INPUT MATERIAL
--*--
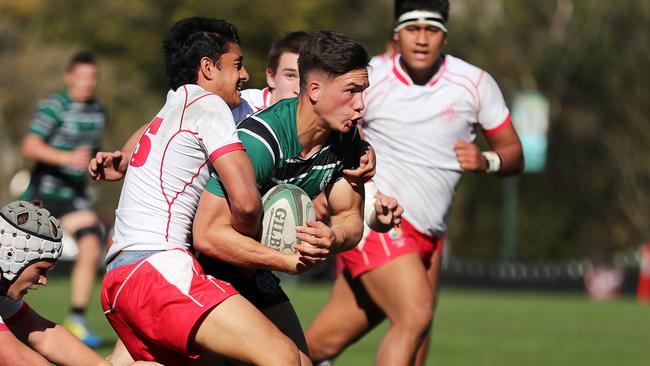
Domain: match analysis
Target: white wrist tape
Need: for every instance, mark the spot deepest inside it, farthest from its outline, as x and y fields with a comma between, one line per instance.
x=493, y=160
--*--
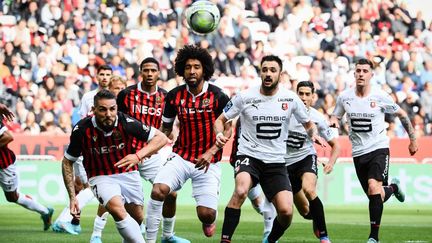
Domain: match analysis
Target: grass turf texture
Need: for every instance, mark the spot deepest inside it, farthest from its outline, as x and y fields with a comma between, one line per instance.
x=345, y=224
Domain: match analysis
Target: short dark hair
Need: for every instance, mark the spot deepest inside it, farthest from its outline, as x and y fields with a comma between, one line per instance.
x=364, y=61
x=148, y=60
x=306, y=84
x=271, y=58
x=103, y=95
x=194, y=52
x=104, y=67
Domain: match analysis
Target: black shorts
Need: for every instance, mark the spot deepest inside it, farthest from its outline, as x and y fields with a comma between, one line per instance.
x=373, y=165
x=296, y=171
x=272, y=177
--*--
REQUEST
Find each line in the material above that contains the string "Target", matching case exactly, and copy every such line in full.

EXERCISE ANSWER
Target: white wrist tape
Target: grass turf texture
Target: short dark hair
Target: black shorts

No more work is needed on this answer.